- [Data for processing]
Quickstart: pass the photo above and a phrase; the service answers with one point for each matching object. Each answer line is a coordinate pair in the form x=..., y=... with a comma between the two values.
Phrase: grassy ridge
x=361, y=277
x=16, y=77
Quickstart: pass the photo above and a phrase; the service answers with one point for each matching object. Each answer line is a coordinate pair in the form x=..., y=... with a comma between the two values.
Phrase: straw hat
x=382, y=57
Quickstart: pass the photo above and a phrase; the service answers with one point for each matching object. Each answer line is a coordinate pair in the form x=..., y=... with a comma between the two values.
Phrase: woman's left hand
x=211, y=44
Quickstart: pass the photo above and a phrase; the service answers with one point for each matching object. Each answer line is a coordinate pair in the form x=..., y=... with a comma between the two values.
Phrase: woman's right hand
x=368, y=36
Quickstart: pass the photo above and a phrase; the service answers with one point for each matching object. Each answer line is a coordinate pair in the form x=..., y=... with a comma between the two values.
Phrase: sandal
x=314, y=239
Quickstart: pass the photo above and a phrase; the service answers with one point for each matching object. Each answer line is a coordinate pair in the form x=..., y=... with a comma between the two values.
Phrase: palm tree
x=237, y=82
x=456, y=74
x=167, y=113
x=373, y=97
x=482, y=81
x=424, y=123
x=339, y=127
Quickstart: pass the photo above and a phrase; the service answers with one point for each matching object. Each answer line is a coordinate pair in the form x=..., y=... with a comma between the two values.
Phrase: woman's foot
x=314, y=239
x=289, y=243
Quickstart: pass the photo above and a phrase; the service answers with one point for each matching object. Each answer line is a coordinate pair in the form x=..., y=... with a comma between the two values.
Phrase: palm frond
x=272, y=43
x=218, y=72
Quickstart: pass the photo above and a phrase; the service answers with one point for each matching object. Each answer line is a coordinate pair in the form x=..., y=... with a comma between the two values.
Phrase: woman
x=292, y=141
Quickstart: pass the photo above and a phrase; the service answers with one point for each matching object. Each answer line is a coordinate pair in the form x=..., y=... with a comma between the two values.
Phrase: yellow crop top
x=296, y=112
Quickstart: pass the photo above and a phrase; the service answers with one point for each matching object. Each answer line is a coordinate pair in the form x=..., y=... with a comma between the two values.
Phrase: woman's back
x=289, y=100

- [The task] Each record above is to be restated word for word.

- [Response to this exercise]
Quickstart: pass the photo above and a phrase; the service answers with one point for each matching object. Each answer line is a coordinate pair in the form x=..., y=... with a comma between the two values.
Phrase: grassy ridge
x=361, y=277
x=16, y=77
Quickstart: pass the photo above and a phrase; the service answers with one point for each matching object. Each answer line is a coordinate pair in the form x=..., y=... with a comma between the two values.
Phrase: straw hat
x=382, y=57
Quickstart: pass the photo above and a phrase; the service answers with one point for each matching object. Each answer line is a coordinate pair in the form x=..., y=... with a comma between the two values.
Phrase: woman's left hand
x=211, y=44
Quickstart: pass the photo above and a phrase; the service answers with one point for each matching object. Each answer line is a coordinate pair in the form x=..., y=... with a comma between the two values.
Phrase: woman's right hand
x=368, y=36
Quickstart: pass the photo above and a phrase; the service answers with one point for each matching object. Each answer line is a coordinate pair in the form x=..., y=... with a comma between the two values.
Phrase: sandal
x=314, y=239
Quickstart: pass the photo above and a phrase; the service answers with one point for each matching object. Each answer line is a coordinate pair in the form x=..., y=... with a comma between the two values.
Phrase: palm tree
x=237, y=82
x=456, y=74
x=167, y=113
x=373, y=97
x=482, y=81
x=424, y=123
x=339, y=127
Quickstart: pass the photo above and a phrase; the service answers with one point for each matching object. Each answer line is a coordinate pair in the form x=..., y=... with a comma between the two values.
Phrase: woman's foot
x=314, y=239
x=289, y=243
Quickstart: pass the photo above and a phrase; the service answers with one point for each matching object. Each answer line is a coordinate pair in the form x=..., y=... with a comma between the two values.
Phrase: palm frond
x=272, y=43
x=218, y=72
Quickstart: pass the photo above and a phrase; the service answers with one point for each matching object. Each answer line is a coordinate pair in the form x=..., y=... with a comma between the two values.
Phrase: woman
x=292, y=141
Quickstart: pass the photo above and a phrase; the service answers with one point for each matching object. Each answer line is a coordinate pair in the form x=..., y=... with a comma between the two values.
Phrase: yellow crop top
x=296, y=112
Quickstart: pass the photo above and a phrase; the service answers with one point for each matching object. Each answer line is a coordinate pair in the form x=..., y=... with a comma between the two values.
Phrase: woman's back
x=289, y=100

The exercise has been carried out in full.